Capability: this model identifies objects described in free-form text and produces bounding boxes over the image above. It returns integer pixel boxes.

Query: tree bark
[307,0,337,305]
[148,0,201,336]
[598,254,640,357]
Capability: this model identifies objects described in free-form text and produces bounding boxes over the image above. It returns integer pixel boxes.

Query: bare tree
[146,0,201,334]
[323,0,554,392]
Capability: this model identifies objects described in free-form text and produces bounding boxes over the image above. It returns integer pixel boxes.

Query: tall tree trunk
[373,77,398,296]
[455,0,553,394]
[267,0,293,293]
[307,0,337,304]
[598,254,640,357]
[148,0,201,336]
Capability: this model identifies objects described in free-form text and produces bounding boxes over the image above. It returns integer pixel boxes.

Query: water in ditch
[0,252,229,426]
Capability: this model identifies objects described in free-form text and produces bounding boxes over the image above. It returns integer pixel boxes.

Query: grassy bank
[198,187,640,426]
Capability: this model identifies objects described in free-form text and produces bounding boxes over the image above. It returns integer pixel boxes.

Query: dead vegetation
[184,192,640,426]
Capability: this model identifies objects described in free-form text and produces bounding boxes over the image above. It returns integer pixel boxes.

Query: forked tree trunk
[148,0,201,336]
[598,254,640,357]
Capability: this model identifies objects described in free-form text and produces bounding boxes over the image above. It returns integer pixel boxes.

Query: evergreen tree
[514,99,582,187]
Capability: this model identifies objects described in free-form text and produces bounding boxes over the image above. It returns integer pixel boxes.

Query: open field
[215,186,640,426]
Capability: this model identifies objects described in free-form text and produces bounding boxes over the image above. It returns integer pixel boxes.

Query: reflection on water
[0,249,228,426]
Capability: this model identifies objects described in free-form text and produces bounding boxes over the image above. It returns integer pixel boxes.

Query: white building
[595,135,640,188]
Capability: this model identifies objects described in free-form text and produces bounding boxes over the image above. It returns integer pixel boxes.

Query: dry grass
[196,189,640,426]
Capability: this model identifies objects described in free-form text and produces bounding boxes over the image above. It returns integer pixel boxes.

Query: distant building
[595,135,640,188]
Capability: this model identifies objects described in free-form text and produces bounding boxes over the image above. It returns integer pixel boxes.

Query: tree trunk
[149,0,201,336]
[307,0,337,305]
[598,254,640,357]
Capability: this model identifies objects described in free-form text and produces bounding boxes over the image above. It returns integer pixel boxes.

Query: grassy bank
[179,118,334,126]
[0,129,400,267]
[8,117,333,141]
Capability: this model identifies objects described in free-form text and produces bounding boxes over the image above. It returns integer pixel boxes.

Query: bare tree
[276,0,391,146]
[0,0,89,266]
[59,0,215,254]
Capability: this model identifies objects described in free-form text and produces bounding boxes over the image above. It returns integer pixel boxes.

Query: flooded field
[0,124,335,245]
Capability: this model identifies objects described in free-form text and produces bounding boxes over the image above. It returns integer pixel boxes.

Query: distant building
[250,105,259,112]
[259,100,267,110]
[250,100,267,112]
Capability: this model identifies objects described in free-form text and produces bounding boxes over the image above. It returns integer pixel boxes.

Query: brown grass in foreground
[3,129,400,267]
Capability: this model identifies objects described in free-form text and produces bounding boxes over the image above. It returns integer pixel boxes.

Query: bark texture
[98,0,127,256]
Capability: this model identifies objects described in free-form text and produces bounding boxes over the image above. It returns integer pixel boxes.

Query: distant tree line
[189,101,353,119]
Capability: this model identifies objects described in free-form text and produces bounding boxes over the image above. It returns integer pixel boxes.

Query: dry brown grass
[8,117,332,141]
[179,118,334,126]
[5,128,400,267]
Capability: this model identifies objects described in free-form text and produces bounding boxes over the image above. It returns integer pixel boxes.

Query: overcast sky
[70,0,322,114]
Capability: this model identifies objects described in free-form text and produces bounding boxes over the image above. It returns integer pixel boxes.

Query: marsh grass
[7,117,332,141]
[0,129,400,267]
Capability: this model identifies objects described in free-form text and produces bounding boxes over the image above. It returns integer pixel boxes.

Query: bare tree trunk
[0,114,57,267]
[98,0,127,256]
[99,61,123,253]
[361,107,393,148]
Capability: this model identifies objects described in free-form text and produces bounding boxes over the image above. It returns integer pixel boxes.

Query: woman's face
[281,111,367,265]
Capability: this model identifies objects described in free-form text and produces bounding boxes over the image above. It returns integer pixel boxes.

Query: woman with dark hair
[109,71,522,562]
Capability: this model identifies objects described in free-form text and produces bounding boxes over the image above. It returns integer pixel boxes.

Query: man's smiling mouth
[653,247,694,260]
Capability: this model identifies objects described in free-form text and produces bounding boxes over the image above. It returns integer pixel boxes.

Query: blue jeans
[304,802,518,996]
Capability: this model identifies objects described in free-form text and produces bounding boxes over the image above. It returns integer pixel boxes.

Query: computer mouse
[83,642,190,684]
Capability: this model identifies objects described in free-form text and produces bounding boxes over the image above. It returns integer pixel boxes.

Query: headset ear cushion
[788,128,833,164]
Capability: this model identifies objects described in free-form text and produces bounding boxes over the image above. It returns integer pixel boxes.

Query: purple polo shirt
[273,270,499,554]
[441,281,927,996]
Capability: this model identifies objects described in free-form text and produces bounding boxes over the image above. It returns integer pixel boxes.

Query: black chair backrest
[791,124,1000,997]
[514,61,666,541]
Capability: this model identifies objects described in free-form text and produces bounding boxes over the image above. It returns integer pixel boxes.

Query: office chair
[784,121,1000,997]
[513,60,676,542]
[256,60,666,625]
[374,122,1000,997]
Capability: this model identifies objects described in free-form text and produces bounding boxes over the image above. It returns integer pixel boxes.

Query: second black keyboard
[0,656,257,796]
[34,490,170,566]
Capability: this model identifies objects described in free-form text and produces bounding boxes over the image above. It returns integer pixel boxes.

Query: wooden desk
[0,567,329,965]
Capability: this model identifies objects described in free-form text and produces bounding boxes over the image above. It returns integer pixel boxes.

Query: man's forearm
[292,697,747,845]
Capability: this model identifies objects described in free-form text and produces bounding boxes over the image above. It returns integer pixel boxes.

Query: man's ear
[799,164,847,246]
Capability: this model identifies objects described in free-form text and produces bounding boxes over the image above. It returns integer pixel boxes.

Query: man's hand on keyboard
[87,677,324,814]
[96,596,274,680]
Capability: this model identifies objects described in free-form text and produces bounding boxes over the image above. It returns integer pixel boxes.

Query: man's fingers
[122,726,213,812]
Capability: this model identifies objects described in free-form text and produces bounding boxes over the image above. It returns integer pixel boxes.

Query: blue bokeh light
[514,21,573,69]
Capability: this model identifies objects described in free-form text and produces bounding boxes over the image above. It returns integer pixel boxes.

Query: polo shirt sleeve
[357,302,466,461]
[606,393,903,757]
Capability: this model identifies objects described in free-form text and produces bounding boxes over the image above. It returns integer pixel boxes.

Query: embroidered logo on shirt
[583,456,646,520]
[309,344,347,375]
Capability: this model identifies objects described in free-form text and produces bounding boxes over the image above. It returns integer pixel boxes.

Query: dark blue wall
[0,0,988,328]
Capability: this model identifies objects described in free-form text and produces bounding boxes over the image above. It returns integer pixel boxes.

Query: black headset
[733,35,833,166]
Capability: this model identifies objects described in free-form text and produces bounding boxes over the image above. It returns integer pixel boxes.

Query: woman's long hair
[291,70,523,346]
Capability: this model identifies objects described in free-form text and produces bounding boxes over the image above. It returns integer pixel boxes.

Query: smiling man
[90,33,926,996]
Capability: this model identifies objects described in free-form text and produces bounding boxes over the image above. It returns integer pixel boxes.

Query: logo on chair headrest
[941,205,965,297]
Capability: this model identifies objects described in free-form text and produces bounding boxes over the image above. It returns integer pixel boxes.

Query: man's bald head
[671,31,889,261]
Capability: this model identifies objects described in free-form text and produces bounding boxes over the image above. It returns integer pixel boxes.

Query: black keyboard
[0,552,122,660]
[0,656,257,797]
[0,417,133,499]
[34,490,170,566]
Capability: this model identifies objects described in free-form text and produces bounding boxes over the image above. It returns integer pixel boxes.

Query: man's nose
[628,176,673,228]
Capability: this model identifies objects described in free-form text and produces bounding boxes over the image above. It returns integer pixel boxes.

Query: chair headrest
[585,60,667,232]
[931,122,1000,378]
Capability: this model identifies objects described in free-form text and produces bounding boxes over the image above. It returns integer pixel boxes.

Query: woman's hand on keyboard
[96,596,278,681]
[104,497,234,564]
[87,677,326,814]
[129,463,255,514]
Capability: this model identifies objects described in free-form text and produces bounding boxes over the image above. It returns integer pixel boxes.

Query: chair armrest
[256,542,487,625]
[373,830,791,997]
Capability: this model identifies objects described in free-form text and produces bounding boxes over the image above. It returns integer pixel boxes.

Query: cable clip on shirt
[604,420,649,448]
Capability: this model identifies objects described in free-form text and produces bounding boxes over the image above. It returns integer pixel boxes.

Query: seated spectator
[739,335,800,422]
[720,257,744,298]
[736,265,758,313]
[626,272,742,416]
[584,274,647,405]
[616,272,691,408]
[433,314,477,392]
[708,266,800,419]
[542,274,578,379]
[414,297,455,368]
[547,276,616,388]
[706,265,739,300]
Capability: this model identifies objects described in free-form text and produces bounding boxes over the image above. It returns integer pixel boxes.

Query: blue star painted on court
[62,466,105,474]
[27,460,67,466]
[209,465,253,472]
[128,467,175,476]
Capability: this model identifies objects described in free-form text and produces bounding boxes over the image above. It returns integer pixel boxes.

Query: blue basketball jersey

[AIM OF THE TASK]
Copy each line above that contains the word "field".

[OUTPUT]
Query: open field
Query: flooded field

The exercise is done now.